Les extrêmes d’oscillation (verts) ne sont donc pas des extrêmes de vitesse (roses)…
… même si une oscillation linéaire les confond.
Le point rose en sens aller est l’extrême rapide, celui en sens retour, l’extrême lent.
Augmentation des extrêmes de vitesse
Autre cas de confusion possible, celui ou l’amplitude d’oscillation vaut 1/2 pas. Le retour d’oscillation sur place produit un arrêt quand on le développe. Si on amortit l’oscillation, elle forme une boucle. Là où le bassin marquait un arrêt, il marque désormais un recul.
De deux extrêmes de vitesse, on passe à quatre: deux quand le bassin avance, deux quand il recule.
Les points verts d’oscillation sont doubles, une boucle passant deux fois dessus (10-16, 22-4)
On peut observer pas à pas la formation du phénomène en faisant correspondre les schémas d’oscillations (linéaire et amorti) sur place et leur longueur développée. Les extrêmes de vitesse sont confondus avec les extrêmes d’oscillation si celle-ci est linéaire,…
… décalés si elle est amortie.

----------

ACTION REQUISE 1 ▸
Répondez à ces questions sur le texte de lecture :
(a) Quelle couleur y désigne les extrêmes de vitesse ?
(b) Quelle valeur d'amplitude d'oscillation est donnée comme autre cas de confusion possible ?
(c) Combien d'extrêmes de vitesse obtient-on lorsque l'oscillation amortie forme une boucle ?
Le texte de lecture et les entrées constituent deux matériaux distincts, sans lien entre eux.

----------

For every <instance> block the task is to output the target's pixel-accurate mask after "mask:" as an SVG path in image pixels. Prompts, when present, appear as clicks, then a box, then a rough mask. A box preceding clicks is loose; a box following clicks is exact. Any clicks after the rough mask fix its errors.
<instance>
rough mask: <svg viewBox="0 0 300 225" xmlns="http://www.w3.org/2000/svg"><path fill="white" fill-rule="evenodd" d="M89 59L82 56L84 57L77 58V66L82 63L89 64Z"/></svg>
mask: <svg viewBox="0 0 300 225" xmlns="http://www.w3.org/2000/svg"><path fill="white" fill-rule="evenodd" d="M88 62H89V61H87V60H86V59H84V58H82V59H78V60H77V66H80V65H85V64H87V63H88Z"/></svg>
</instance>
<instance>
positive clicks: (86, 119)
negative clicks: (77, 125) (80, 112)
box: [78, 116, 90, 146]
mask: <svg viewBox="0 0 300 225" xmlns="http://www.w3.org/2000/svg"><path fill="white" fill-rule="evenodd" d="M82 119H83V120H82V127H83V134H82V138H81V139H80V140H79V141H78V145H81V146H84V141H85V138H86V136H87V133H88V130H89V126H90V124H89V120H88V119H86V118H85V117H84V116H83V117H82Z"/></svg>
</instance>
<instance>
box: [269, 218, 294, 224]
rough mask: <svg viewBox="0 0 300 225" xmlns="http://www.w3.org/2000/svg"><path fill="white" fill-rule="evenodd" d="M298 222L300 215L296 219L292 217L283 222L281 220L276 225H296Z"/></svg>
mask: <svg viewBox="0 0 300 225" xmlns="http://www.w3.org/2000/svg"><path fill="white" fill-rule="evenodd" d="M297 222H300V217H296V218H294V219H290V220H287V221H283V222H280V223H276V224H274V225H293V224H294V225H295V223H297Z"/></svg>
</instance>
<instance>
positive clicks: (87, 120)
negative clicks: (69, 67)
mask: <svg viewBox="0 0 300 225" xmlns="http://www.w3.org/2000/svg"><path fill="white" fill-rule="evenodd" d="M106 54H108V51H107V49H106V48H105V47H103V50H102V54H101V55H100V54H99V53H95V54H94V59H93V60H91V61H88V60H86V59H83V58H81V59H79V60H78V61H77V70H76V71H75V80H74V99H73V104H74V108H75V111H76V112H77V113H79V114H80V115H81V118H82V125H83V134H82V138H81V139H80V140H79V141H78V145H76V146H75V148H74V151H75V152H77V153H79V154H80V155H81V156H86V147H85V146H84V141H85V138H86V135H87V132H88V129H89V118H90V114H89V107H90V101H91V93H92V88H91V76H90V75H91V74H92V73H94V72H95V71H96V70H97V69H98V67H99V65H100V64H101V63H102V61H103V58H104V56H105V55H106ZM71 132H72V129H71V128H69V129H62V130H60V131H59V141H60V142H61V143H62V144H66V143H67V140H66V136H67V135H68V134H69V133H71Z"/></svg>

----------

ACTION REQUISE 2 ▸
Indiquez combien de lignes des entrées contiennent la chaîne "positive", en respectant la casse. Donnez uniquement ce nombre.

RÉSULTAT 1 ▸
(a) Le rose.
(b) 1/2 pas.
(c) Quatre : deux quand le bassin avance, deux quand il recule.

RÉSULTAT 2 ▸
2